*SERIE DE EJERCICIOS:*
a - Según el fragmento sobre los viajes en familia, ¿cuántas personas forman en total el grupo que viaja?
b - Devuelve sin cambios el tramo del fragmento sobre los viajes en familia que va desde "Con los años, el" hasta "bebé en pañales).".
c - Retoma el fragmento sobre los viajes en familia y continúalo a partir de su última oración.

*TEXTO FUENTE:*

Vamos a la playa a curar el alma, por Lorena Salmón.
Vamos a la playa a curar el alma, por Lorena Salmón.
Lorena Salmón

Tengo la increíble suerte de poder compartir una vez al año viajes con mi familia completa: madre, padre, hermana y cuñado, sus hijos, mi esposo, mis hijos y yo.

Con los años, el grupo humano viajero ha ido creciendo, y hemos pasado a ser un grupo total y final (a no ser que, por algún milagro, traiga nuevamente vida a este mundo) de doce personas: seis adultos, un adolescente, una prepúber y cuatro niños (incluida una bebé en pañales).

*DATOS PROPORCIONADOS:*
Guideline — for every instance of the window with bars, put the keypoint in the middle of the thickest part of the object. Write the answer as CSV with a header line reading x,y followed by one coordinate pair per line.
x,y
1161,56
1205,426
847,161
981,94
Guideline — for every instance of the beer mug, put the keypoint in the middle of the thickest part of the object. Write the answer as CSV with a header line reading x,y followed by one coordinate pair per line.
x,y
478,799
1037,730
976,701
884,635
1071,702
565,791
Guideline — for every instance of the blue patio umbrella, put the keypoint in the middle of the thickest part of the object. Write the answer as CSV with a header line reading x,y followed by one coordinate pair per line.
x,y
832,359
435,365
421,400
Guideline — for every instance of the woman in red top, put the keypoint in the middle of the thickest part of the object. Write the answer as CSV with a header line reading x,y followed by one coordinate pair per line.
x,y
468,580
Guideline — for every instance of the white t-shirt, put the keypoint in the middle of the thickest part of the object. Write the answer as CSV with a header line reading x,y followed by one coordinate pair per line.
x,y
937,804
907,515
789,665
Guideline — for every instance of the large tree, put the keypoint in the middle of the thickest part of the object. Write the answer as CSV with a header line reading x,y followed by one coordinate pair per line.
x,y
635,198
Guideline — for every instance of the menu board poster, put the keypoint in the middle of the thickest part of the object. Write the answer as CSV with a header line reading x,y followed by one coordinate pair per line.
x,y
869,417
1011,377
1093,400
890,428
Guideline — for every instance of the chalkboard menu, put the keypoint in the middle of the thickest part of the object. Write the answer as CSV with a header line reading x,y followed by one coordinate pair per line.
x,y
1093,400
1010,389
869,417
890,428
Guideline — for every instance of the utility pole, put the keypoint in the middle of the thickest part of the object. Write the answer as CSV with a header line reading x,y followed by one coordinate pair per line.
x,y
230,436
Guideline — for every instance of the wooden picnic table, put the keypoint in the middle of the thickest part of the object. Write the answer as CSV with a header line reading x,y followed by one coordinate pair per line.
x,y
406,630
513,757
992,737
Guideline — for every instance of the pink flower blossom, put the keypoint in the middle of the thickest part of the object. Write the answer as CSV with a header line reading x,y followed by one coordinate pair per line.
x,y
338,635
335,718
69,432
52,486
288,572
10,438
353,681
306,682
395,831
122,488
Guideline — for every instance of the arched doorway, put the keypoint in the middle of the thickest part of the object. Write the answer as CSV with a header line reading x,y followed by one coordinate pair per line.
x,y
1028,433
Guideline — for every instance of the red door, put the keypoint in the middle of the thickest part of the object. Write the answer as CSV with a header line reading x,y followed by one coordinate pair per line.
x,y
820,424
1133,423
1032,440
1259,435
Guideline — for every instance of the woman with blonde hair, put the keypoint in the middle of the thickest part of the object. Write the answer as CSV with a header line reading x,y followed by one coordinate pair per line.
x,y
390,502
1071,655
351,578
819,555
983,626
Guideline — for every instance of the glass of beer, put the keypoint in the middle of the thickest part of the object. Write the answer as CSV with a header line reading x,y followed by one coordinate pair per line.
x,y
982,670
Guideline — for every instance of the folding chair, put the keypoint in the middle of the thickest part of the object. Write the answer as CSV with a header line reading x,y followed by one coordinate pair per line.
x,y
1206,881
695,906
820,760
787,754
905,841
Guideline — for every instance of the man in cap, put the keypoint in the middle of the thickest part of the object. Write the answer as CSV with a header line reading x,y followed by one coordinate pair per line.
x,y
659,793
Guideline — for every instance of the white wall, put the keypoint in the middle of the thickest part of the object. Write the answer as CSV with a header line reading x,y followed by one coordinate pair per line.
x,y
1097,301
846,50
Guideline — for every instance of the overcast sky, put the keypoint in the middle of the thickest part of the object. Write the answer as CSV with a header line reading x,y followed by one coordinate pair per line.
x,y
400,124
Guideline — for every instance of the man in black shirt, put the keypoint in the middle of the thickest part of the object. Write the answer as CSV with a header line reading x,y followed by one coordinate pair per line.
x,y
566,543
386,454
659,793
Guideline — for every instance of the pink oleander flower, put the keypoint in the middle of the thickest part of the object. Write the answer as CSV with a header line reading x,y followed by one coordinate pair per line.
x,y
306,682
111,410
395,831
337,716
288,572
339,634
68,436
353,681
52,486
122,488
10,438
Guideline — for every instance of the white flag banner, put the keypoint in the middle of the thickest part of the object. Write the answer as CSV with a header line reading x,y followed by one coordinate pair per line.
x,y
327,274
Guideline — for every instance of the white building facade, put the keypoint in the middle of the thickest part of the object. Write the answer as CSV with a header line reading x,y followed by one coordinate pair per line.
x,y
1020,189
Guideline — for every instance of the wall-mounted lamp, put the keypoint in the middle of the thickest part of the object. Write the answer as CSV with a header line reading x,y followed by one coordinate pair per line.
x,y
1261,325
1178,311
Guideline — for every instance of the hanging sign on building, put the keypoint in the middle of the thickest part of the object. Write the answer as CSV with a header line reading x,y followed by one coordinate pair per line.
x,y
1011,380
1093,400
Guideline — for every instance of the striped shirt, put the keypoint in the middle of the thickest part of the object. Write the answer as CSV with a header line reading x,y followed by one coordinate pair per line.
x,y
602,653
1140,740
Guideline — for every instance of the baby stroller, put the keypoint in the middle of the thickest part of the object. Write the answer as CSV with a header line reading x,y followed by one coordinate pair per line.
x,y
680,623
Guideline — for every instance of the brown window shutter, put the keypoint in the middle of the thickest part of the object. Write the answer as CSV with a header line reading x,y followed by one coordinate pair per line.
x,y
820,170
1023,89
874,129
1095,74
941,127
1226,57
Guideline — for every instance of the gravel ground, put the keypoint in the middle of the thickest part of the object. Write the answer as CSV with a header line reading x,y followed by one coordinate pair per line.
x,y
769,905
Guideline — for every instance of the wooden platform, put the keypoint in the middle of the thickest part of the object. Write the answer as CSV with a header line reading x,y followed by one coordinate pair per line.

*RESPUESTAS POR EJERCICIO:*
a - Doce personas: seis adultos, un adolescente, una prepúber y cuatro niños.

b -
Con los años, el grupo humano viajero ha ido creciendo, y hemos pasado a ser un grupo total y final (a no ser que, por algún milagro, traiga nuevamente vida a este mundo) de doce personas: seis adultos, un adolescente, una prepúber y cuatro niños (incluida una bebé en pañales).

c -
Ponernos de acuerdo para elegir el destino casi siempre es fácil: mi madre adora la playa, buscamos un sistema todo incluido, y mi hermana –quizás de las más proactivas del grupo– se encarga de separar, ver fechas, opciones de hoteles, las conversaciones con la agencia y listo. En una suerte de mea culpa, mi marido y yo nos desvinculamos tanto de la preparación del viaje, que a días del asunto no tenemos ni claro en qué línea volamos ni cuáles son las fechas exactas del viaje. Sí, somos esa parte de la familia que recibe todo listo y se encarga nada más de pagar. Así hemos sido siempre. Así nos aceptan y en esta dinámica de organización, algunas veces nos tildan de frescos pero también nos quieren y mucho.

Este año decidimos venir a Cuba. Específicamente, a un paradisíaco lugar de nombre Cayo Santa María, que se ubica en la ciudad colonial fundada por los españoles hace más de 300 años: Santa Clara. Es un destino turístico que se está promoviendo hace aproximadamente una década, además del clásico y megafamoso Varadero.

De hecho, el hotel en el que me estoy hospedando –de una infraestructura para dejarnos con la boca abierta: Paradisus Cayo Santa María– no tiene ni dos años de inaugurado; es bellísimo, además.

Hasta aquí se puede llegar en vuelo desde Panamá.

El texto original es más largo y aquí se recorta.